Records from a dataset
## begin

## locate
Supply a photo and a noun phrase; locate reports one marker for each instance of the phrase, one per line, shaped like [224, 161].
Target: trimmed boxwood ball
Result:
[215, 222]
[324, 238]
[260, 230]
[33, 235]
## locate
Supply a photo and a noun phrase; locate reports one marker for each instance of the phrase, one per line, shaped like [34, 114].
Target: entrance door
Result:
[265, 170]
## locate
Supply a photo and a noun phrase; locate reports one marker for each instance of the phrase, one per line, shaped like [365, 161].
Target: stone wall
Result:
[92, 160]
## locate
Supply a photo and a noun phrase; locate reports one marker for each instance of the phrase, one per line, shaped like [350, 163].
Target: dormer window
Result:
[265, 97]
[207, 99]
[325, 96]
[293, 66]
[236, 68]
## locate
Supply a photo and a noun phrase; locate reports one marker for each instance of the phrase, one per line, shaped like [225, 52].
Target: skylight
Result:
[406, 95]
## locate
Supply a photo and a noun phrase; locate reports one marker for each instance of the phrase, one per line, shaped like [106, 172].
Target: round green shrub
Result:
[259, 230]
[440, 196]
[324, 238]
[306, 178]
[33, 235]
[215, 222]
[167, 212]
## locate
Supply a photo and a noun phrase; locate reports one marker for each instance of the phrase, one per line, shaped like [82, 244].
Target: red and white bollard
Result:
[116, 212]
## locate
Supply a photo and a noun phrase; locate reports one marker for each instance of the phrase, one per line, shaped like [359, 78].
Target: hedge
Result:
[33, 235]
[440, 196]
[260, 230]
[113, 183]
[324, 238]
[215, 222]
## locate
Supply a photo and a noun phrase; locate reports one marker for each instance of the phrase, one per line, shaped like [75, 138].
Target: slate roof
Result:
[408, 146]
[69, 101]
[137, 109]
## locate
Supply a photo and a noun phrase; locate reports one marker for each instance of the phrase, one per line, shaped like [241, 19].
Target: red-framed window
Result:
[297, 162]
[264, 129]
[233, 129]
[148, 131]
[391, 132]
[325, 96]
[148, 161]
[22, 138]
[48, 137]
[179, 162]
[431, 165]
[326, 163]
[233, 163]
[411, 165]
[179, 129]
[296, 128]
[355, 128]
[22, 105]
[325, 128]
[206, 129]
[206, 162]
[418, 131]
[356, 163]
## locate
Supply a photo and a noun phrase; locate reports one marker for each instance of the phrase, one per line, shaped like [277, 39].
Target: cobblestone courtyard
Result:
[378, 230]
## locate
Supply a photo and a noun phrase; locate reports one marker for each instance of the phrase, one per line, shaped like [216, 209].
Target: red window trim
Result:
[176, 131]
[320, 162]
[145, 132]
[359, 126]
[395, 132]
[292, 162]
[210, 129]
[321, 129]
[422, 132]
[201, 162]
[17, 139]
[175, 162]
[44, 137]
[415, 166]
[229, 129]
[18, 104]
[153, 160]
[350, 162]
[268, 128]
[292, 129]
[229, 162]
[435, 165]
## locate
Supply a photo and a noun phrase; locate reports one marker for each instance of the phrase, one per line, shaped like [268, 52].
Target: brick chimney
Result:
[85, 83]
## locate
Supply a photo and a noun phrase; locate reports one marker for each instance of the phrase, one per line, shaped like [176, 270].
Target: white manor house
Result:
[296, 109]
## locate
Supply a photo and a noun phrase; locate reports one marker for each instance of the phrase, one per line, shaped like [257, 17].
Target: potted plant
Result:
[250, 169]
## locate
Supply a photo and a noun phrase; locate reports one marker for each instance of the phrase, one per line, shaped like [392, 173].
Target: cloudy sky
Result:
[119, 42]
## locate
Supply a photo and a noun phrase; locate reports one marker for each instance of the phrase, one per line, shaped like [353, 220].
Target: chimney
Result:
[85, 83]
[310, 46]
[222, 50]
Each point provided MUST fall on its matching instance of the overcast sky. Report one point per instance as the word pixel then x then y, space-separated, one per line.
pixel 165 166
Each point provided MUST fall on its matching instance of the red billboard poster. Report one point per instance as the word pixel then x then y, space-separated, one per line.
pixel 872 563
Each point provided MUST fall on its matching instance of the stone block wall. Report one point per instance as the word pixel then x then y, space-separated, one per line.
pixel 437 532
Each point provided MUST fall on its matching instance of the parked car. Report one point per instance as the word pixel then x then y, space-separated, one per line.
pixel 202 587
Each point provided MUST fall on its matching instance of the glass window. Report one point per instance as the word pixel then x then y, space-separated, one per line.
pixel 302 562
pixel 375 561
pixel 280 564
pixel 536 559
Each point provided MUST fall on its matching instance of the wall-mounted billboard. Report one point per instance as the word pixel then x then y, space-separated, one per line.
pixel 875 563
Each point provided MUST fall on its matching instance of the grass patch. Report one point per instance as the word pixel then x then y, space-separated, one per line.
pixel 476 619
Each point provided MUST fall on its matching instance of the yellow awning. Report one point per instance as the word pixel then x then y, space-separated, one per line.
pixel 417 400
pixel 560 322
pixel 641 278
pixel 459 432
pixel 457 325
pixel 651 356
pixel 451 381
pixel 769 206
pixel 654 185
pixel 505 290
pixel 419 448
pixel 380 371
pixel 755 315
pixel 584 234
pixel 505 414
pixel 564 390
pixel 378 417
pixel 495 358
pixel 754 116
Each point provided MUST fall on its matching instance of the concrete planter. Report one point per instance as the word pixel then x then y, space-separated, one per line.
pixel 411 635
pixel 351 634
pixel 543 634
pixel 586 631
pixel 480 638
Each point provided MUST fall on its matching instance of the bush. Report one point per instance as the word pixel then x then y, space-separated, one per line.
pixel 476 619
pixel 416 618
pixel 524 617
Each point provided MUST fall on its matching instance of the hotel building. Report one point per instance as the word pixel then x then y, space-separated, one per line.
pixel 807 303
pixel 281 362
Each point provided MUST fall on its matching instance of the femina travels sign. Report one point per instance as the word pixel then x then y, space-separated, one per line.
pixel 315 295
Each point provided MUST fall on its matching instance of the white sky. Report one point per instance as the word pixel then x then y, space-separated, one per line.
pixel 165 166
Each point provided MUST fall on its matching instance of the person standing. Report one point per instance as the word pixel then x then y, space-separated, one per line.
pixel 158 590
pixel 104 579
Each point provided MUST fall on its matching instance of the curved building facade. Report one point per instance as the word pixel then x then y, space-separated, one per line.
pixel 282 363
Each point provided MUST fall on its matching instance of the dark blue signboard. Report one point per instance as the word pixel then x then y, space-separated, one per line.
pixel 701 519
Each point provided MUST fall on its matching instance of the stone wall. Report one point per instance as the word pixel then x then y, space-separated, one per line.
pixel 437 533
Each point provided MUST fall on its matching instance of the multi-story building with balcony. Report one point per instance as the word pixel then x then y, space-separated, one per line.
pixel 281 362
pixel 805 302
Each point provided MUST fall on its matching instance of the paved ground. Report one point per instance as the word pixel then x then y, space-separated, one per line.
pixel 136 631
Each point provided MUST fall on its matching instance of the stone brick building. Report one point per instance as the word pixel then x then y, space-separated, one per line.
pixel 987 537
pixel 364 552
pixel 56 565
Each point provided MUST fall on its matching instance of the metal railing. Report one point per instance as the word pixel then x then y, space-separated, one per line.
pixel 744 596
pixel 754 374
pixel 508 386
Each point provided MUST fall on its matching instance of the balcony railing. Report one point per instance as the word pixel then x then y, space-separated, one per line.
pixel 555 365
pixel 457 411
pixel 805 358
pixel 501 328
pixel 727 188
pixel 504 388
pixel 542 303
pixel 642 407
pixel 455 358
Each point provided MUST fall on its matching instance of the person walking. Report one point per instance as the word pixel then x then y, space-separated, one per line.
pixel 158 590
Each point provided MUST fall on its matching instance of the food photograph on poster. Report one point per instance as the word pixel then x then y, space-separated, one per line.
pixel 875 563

## end

* [Written request] Express all the records above as a two-column CSV with the header row request,answer. Give one row per record, with its request text under request and its answer under answer, each in a single quoted field with line breaks replaced by spaces.

* [Answer for the task]
request,answer
"## locate Supply a photo and a noun phrase; locate reports one marker for each instance of the phrase, one per line, shaped like [224, 161]. Target: trimmed boxwood ball Result:","[215, 222] [324, 238] [260, 230] [33, 235]"
"## locate Supply a photo and a noun phrase; locate reports one marker for each instance of the phrase, one per line, shaped like [34, 114]. Target: entrance door Result:","[265, 170]"
"## locate Supply a photo and a noun phrase; locate reports one marker for each instance of the phrase, one per line, shaped like [365, 161]. Target: stone wall Result:","[92, 160]"
"## locate Supply a photo and a noun phrase; locate reports one marker for each instance of the phrase, one per line, shaped like [350, 163]. Target: dormer window Result:","[265, 97] [207, 99] [325, 96] [293, 66] [236, 68]"
"## locate Supply a photo and a noun phrase; locate reports one marker for each instance of the phrase, one per line, shaped like [225, 52]. Target: skylight Result:","[406, 95]"
"## locate Supply a photo and a noun phrase; locate reports one marker for each instance of the phrase, one per line, shaped like [106, 172]. Target: round green shrub Result:","[259, 230] [440, 196] [324, 238] [306, 178] [33, 235] [215, 222] [167, 212]"
"## locate Supply a photo and a noun phrase; locate reports one marker for each instance of the phrase, one per line, shaped like [82, 244]. Target: red and white bollard Result:","[116, 212]"
"## locate Supply a photo and a noun phrase; locate reports one marker for each instance of the phrase, one per line, shaped like [359, 78]. Target: hedge Result:","[33, 235] [440, 196] [260, 230] [113, 183] [324, 238] [215, 222]"
"## locate Supply a photo and a noun phrase; locate reports one marker for each instance of the phrase, one per line, shaped like [75, 138]. Target: slate roof Result:","[408, 146] [69, 101] [137, 109]"
"## locate Supply a photo and a noun phrase; locate reports one marker for each instance of the phrase, one per line, shaped like [241, 19]. Target: red-framed window Result:","[297, 162] [264, 129] [233, 129] [148, 131] [391, 132] [325, 96] [148, 161] [22, 138] [48, 137] [179, 162] [431, 165] [326, 163] [233, 163] [411, 165] [179, 129] [296, 128] [355, 128] [22, 105] [325, 128] [206, 129] [206, 162] [418, 131] [356, 163]"
"## locate Supply a photo and a noun phrase; locate reports one marker for each instance of the phrase, one per line, shaped like [277, 39]. Target: cobblestone courtyard Result:","[378, 230]"
"## locate Supply a photo and a noun phrase; locate reports one marker for each instance of the phrase, one per line, shaped like [216, 209]. Target: red window trim Result:","[176, 131] [320, 162] [145, 132] [359, 126] [395, 132] [292, 162] [210, 129] [321, 129] [422, 132] [201, 162] [17, 139] [175, 162] [44, 137] [415, 166] [229, 129] [18, 104] [153, 160] [350, 162] [268, 128] [292, 129] [229, 162] [435, 165]"
"## locate Supply a photo and a noun phrase; locate reports one marker for each instance of the phrase, one per line, shaped like [268, 52]. Target: brick chimney Result:","[85, 83]"
"## locate Supply a photo and a noun phrase; locate reports one marker for each instance of the phrase, one per line, shaped like [176, 270]. Target: white manor house Result:","[296, 109]"
"## locate Supply a photo and a noun phrase; locate reports one marker for each instance of the phrase, one per line, shaped like [257, 17]. Target: potted plant Result:","[250, 169]"
"## locate Supply a photo and a noun phrase; locate reports one marker for each instance of the phrase, one per line, shaped like [392, 173]. Target: cloudy sky Result:","[119, 42]"
"## locate Supply a photo and a noun phrase; locate reports one marker for each instance of the phrase, one per line, shaped like [353, 220]. Target: chimney Result:","[85, 83] [310, 46] [222, 50]"
"Each point provided MUST fall on its matching instance of the overcast sky. Report one point per instance as the word pixel then x then y, space-separated, one per line.","pixel 165 166"
"Each point provided MUST fall on its matching instance of the red billboard poster. Report one point per instance as the word pixel then x then y, space-separated, one per line.","pixel 872 563"
"Each point provided MUST fall on its matching instance of the stone block wall. Report one point per instance as the word pixel then x then y, space-separated, one per line.","pixel 437 532"
"Each point provided MUST fall on its matching instance of the parked car. Report one point per instance as the word pixel then x then y, space-separated, one per line.","pixel 202 587"
"Each point provided MUST fall on its matching instance of the glass window. Report one point per instance as the word pixel then x then y, space-separated, one per line.","pixel 302 562 pixel 375 561 pixel 280 564 pixel 536 559"
"Each point provided MUST fall on its matching instance of the wall-mounted billboard. Report one point per instance as the word pixel then x then y, space-separated, one per line.","pixel 875 563"
"Each point provided MUST fall on its matching instance of the grass patch. Report one point per instance as the word pixel then x then y, space-separated, one per line.","pixel 476 619"
"Each point provided MUST fall on its matching instance of the yellow awning. Report one point per instance as the word pixel then x then y, space-separated, one per line.","pixel 417 400 pixel 560 322 pixel 641 278 pixel 459 432 pixel 457 325 pixel 651 356 pixel 451 381 pixel 769 206 pixel 654 185 pixel 505 290 pixel 419 448 pixel 380 371 pixel 755 315 pixel 584 234 pixel 505 414 pixel 564 390 pixel 378 417 pixel 495 358 pixel 754 116"
"Each point provided MUST fall on its matching instance of the concrete planter. Report one point per instance as the word pixel then x then y, space-separated, one per line.","pixel 411 635 pixel 351 634 pixel 543 634 pixel 586 631 pixel 480 638"
"Each point provided MUST fall on its matching instance of the bush. Report one point per instance as the word pixel then x then y, space-separated, one per line.","pixel 476 619 pixel 416 618 pixel 524 617"
"Each point provided MUST fall on its matching instance of the hotel building. Report one point per instance as the word pixel then x then y, space-separated, one per line.","pixel 807 303 pixel 281 362"
"Each point provided MUST fall on its matching instance of the femina travels sign. Report one point per instance as the word pixel then x then y, space-separated, one per line.","pixel 315 295"
"Each point provided MUST fall on its matching instance of the white sky. Report one point per instance as the word pixel then x then y, space-separated, one per line.","pixel 165 166"
"Each point provided MUST fall on its matching instance of the person standing. Report one point per instance as the word pixel then x then y, space-separated, one per line.","pixel 158 590 pixel 104 579"
"Each point provided MUST fall on its matching instance of the curved building facade. Report one point per instance as the word pixel then x then y, space-separated, one per line.","pixel 282 363"
"Each point provided MUST fall on its matching instance of the dark blue signboard. Report one point per instance as the word pixel then x then y, space-separated, one per line.","pixel 701 519"
"Each point provided MUST fall on its matching instance of the stone wall. Report one point per instance as the word pixel then x then y, space-separated, one per line.","pixel 437 533"
"Each point provided MUST fall on its matching instance of the multi-story building with balcony. Report one point per instance as the word pixel then x then y, space-separated, one per line.","pixel 281 362 pixel 805 302"
"Each point provided MUST fall on its matching instance of the paved ground. Report one point per instance as the word pixel then x then y, space-separated, one per line.","pixel 136 631"
"Each point provided MUST fall on its matching instance of the stone brick building. Report one point per instance as the word pixel then x then y, space-separated, one per line.","pixel 987 537 pixel 364 552 pixel 56 565"
"Each point provided MUST fall on its matching instance of the metal railing. Report one point per instance as the word pixel then x then y, space-separated, one per line.","pixel 744 596 pixel 754 374 pixel 508 386"
"Each point provided MUST fall on its matching instance of the balcony railing. Report one point per instance as the word pixel then x then y, space-separated, one per line.","pixel 555 365 pixel 457 411 pixel 805 358 pixel 501 328 pixel 727 188 pixel 504 388 pixel 542 303 pixel 642 407 pixel 455 358"
"Each point provided MUST fall on its matching instance of the person walking. Report one point per instance as the word pixel then x then y, space-separated, one per line.","pixel 158 590"
"Each point provided MUST fall on its matching instance of the food photograph on poster. Report one point per instance as the word pixel then x then y, space-separated, one per line.","pixel 875 563"